Description of the task: Reproduce word for word the lines of the data below, starting at the line that contains "of the window" and ending at the final line of the data.

○ ○ ○ ○

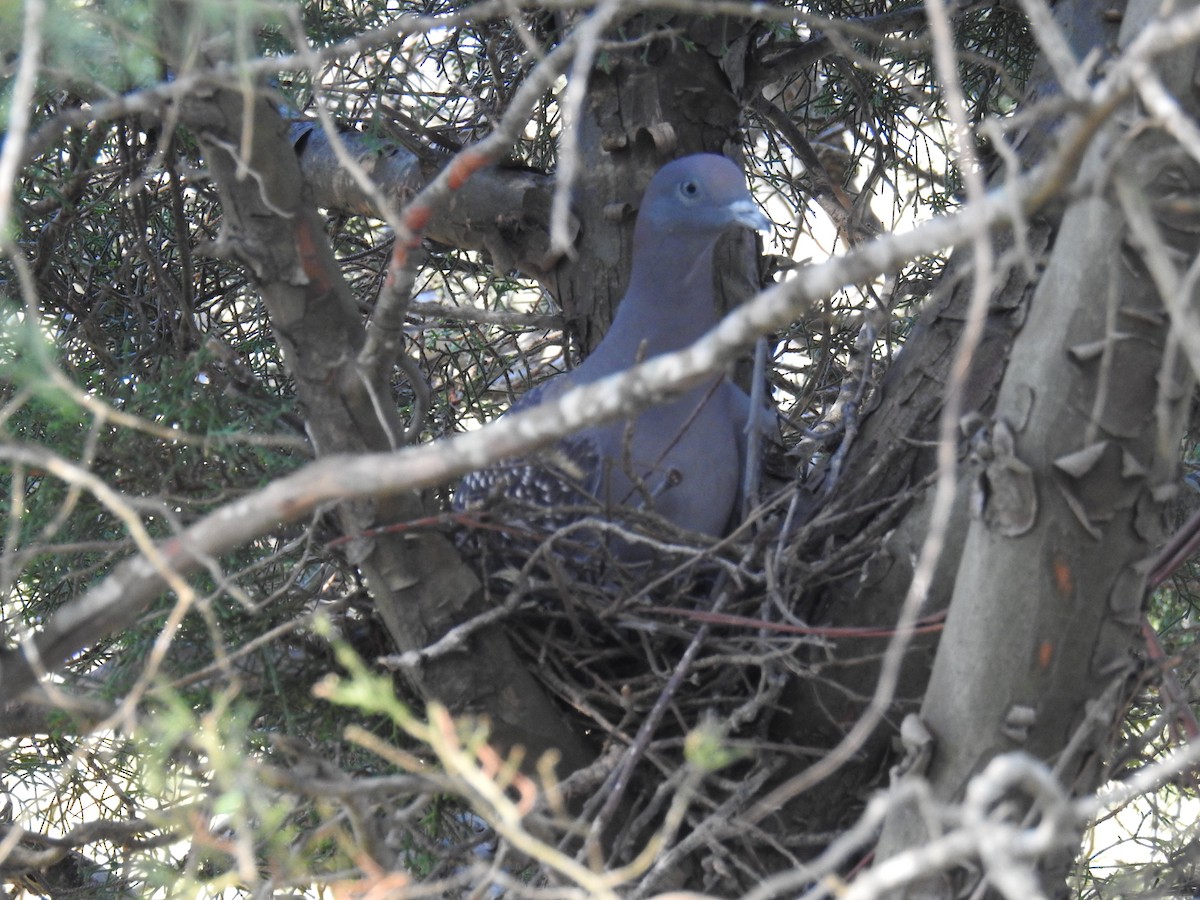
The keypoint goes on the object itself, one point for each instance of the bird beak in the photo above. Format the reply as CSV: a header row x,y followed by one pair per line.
x,y
747,213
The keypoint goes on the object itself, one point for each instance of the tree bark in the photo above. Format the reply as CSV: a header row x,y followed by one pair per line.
x,y
1043,623
420,586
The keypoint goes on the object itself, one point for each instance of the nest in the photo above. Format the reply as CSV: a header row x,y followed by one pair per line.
x,y
673,667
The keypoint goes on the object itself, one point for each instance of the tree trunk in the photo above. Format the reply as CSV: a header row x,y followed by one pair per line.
x,y
1043,623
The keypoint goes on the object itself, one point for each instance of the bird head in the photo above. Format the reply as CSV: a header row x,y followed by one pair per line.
x,y
701,195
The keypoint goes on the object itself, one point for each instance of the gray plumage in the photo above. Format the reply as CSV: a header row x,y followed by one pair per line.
x,y
685,457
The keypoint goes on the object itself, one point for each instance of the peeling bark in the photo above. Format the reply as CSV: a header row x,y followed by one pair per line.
x,y
420,586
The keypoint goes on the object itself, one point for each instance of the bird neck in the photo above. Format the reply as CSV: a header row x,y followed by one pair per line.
x,y
670,300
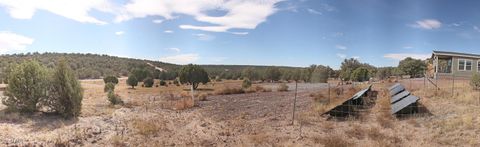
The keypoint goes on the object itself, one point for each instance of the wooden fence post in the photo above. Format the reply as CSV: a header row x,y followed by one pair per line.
x,y
294,102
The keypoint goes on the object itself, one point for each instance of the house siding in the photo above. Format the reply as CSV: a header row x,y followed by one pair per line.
x,y
461,73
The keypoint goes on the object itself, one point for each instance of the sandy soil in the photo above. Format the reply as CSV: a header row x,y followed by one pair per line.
x,y
253,119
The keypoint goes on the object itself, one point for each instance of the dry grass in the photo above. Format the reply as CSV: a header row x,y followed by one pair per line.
x,y
282,87
147,127
183,103
333,141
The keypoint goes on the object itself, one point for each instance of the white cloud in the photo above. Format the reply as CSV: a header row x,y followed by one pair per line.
x,y
174,49
476,28
240,33
402,56
72,9
204,37
119,33
341,47
313,11
240,14
10,41
181,59
158,21
427,24
343,56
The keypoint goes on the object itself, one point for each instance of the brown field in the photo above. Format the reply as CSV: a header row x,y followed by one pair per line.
x,y
164,116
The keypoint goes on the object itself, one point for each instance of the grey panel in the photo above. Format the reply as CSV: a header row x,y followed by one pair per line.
x,y
390,88
403,103
399,96
361,93
397,89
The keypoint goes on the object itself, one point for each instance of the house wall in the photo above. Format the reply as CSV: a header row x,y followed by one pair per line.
x,y
466,73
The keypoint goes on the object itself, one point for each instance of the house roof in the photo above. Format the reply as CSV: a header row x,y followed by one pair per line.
x,y
456,54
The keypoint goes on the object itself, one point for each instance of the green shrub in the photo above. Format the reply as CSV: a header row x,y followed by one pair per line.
x,y
148,82
113,98
109,87
65,93
246,83
163,83
475,81
282,87
110,79
132,81
27,85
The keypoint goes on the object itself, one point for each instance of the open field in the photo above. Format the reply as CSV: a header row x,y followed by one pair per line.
x,y
158,117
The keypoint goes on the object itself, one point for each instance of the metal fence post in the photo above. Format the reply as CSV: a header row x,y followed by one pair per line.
x,y
453,85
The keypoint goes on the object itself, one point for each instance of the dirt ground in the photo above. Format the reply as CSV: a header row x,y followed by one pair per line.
x,y
251,119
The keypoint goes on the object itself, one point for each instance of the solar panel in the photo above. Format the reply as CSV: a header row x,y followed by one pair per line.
x,y
404,103
397,89
399,96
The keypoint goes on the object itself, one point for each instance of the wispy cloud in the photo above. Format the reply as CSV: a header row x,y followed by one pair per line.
x,y
119,33
427,24
158,21
11,41
239,12
181,59
240,33
174,49
476,28
77,10
203,37
341,47
313,11
401,56
343,56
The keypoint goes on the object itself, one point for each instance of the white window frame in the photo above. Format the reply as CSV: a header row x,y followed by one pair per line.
x,y
478,65
465,64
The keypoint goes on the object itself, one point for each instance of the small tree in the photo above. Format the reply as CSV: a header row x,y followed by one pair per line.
x,y
27,84
109,87
246,83
475,81
148,82
194,75
360,74
110,79
132,81
65,93
273,74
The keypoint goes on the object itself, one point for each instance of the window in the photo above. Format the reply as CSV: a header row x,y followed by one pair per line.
x,y
464,65
461,64
478,65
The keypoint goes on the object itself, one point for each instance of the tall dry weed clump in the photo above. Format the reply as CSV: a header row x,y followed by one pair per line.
x,y
384,117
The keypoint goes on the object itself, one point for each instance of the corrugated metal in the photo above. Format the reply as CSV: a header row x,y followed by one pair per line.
x,y
395,89
403,103
399,96
401,99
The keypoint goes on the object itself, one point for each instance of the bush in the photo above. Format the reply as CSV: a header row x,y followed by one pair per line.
x,y
246,83
27,84
475,81
110,79
163,83
109,87
113,98
132,81
148,82
65,93
282,87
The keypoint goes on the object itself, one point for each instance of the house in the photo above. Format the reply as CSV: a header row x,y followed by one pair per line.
x,y
453,64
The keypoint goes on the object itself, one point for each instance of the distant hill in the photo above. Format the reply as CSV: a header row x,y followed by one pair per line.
x,y
93,66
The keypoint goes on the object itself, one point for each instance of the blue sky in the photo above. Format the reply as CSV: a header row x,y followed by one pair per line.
x,y
253,32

○ ○ ○ ○

Result for this exercise:
The keypoint goes on the object itself, one point for each instance of the window in the photo above. Format the reply as CSV: a header row x,y followed by one pair per line.
x,y
464,65
461,64
478,65
The keypoint goes on the object itself, one point for each instance of the tall dry weed clump in the photo above. Format the reply as CSV: a header row x,y followed by one pair per line.
x,y
384,117
The keypoint goes on the object itself, one point for each instance of the corrugated metal in the photo above. Format the reply as CSV: a header row x,y followed by one pair per line.
x,y
395,89
403,103
399,96
401,99
The keypoint goes on the object itself, one point for each instance of the bush in the photo above. Format the reply as CSV: a header row x,y followed by one pair per line.
x,y
246,83
27,84
475,81
110,79
163,83
109,87
113,98
132,81
148,82
65,93
282,87
The keypoint goes on the object itself, one point for each instance of the house in the photo above. Format the reply as CSV: a header row x,y followed by one pair per line.
x,y
453,64
The keypoint goes on the object itself, one point for each instance of the distant hill in the photo above. Format the reply as CSV: a header row x,y followed by one pair per line.
x,y
93,66
The keypoint goes on the object itself, one point for each instance of the blue sky in the photo above. Format the reply as CSV: a header row x,y followed by one pair per line.
x,y
253,32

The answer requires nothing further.